First ancestor of all Porsche sports cars on show in America for the first time


The Museum run by Dr. Ing. h.c. F. Porsche AG, Stuttgart, Germany, is sending its legendary Type 64 Berlin-Rome Car on a long journey. Befitting the 60th anniversary of Porsche in America, the aluminium body of Type 64 will be presented from 21 March to 20 June 2010 at the High Museum of Art in Atlanta, Georgia (USA), taking the first and most prominent exhibit at the Porsche Museum in Zuffenhausen to a new location outside of Germany for the first time.

The High Museum of Art is one of the world’s leading art museums. In its special exhibition “The Allure of the Automobile”, the High Museum of Art is expressing its recognition of outstanding automotive developments in the period 1930 to 1960, focusing on differences in the development of American and European design. Type 64 will be presented next to other icons in the world of the automobile from Bugatti, Duesenberg, Jaguar, Ferrari, Pierce Arrow, Packard, Cadillac and Tucker as a synthesis of innovative construction and design, supreme craftsmanship, and exceptional design.

Type 64 is of very special significance to the history of the Porsche brand: Built in 1938/39 under the guidance of Ferdinand Porsche, this unique car already had all the features that make sports cars from Zuffenhausen so very special the world over to this day: lightweight construction and superior aerodynamics, exceptional performance, reliable technology, and that unique design so characteristic of a Porsche. Originally developed for the Berlin-Rome long-distance race, Type 64, due to the war, never entered a race in its lifetime. But it marks an essential milestone en route to the first Porsche, Type 356 built in 1948.
━━━━━━━━
EXERCISE PROMPT: Copy out the full Porsche Type 64 announcement above, word for word, with nothing left out or changed.

DATA FOR ANALYSIS:
━━━━━━━━
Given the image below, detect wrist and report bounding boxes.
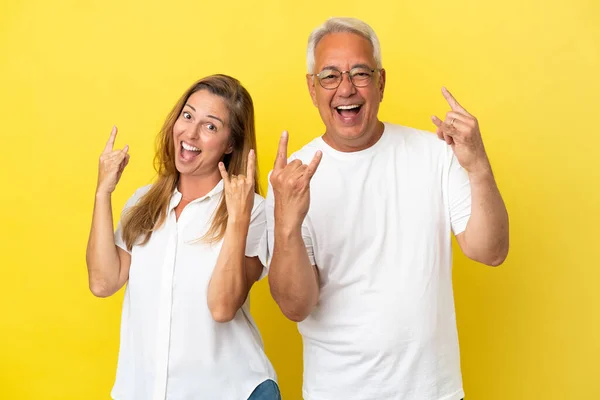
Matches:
[227,215,250,229]
[96,188,112,199]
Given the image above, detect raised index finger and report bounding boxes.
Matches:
[218,161,229,187]
[273,131,288,170]
[104,126,117,153]
[442,87,470,115]
[246,149,256,180]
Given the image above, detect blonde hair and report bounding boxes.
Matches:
[123,74,260,251]
[306,17,383,74]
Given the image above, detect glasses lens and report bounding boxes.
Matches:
[317,69,342,89]
[350,68,373,87]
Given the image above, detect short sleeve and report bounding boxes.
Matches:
[246,194,269,279]
[448,152,471,235]
[265,173,316,265]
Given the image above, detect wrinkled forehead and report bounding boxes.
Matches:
[315,32,376,72]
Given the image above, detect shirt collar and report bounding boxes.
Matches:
[169,179,223,212]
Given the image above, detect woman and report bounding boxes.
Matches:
[87,75,280,400]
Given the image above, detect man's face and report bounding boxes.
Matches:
[307,32,385,144]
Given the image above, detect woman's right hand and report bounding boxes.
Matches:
[96,126,129,194]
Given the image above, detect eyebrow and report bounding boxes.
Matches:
[185,103,225,125]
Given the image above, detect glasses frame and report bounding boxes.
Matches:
[309,67,383,90]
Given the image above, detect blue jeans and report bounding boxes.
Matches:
[248,379,281,400]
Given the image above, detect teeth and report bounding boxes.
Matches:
[181,142,200,151]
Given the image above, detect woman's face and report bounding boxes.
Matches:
[173,90,233,176]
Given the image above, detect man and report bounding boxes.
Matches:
[266,18,508,400]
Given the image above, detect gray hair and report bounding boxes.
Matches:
[306,17,382,74]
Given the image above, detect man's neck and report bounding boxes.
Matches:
[323,120,385,153]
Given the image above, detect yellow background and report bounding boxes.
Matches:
[0,0,600,400]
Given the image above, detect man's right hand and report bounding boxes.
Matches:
[270,131,323,229]
[96,126,129,194]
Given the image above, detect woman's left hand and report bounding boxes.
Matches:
[219,150,256,223]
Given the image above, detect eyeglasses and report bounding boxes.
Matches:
[310,67,379,90]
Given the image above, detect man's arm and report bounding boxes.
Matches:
[266,132,322,322]
[432,88,509,266]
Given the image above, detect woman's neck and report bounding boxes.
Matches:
[177,170,221,201]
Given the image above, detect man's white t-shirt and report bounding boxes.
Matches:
[111,181,276,400]
[266,123,471,400]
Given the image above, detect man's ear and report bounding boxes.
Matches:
[306,74,318,107]
[377,68,385,102]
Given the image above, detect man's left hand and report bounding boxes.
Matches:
[431,88,489,174]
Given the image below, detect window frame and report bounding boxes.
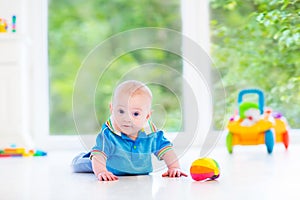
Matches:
[32,0,211,149]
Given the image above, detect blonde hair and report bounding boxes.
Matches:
[112,80,152,104]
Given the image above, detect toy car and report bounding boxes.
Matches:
[226,89,289,154]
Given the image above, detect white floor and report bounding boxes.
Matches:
[0,140,300,200]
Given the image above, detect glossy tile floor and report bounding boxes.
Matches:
[0,138,300,200]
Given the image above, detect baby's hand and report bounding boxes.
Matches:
[97,171,119,181]
[162,168,187,178]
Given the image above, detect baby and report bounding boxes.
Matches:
[73,80,187,181]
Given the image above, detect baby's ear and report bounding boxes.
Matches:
[146,110,152,120]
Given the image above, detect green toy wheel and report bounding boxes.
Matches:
[282,131,289,149]
[226,132,233,154]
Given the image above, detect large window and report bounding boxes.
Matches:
[48,0,182,135]
[210,0,300,128]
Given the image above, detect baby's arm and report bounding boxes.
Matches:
[162,150,187,177]
[92,154,118,181]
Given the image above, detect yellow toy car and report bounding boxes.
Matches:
[226,89,289,153]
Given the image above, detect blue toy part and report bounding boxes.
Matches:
[265,130,275,154]
[238,89,265,114]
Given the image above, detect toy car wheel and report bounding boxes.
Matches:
[226,132,232,154]
[265,130,275,154]
[282,131,289,149]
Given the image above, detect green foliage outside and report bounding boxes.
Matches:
[210,0,300,128]
[48,0,182,134]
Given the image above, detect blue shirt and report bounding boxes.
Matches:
[91,119,172,175]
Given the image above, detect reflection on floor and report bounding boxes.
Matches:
[0,144,300,200]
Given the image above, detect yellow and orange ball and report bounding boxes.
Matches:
[190,158,220,181]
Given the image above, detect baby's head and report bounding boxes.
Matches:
[110,80,152,135]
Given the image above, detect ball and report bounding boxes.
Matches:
[190,158,220,181]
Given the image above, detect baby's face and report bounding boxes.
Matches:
[111,94,151,137]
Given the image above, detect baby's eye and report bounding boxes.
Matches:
[133,112,140,117]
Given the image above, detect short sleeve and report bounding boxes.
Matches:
[91,125,113,158]
[153,131,173,160]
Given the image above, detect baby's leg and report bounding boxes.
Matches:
[72,152,93,173]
━━━━━━━━
TASK RESPONSE:
First ancestor of all Porsche sports cars on show in America for the first time


The Museum run by Dr. Ing. h.c. F. Porsche AG, Stuttgart, Germany, is sending its legendary Type 64 Berlin-Rome Car on a long journey. Befitting the 60th anniversary of Porsche in America, the aluminium body of Type 64 will be presented from 21 March to 20 June 2010 at the High Museum of Art in Atlanta, Georgia (USA), taking the first and most prominent exhibit at the Porsche Museum in Zuffenhausen to a new location outside of Germany for the first time.

The High Museum of Art is one of the world’s leading art museums. In its special exhibition “The Allure of the Automobile”, the High Museum of Art is expressing its recognition of outstanding automotive developments in the period 1930 to 1960, focusing on differences in the development of American and European design. Type 64 will be presented next to other icons in the world of the automobile from Bugatti, Duesenberg, Jaguar, Ferrari, Pierce Arrow, Packard, Cadillac and Tucker as a synthesis of innovative construction and design, supreme craftsmanship, and exceptional design.

Type 64 is of very special significance to the history of the Porsche brand: Built in 1938/39 under the guidance of Ferdinand Porsche, this unique car already had all the features that make sports cars from Zuffenhausen so very special the world over to this day: lightweight construction and superior aerodynamics, exceptional performance, reliable technology, and that unique design so characteristic of a Porsche. Originally developed for the Berlin-Rome long-distance race, Type 64, due to the war, never entered a race in its lifetime. But it marks an essential milestone en route to the first Porsche, Type 356 built in 1948.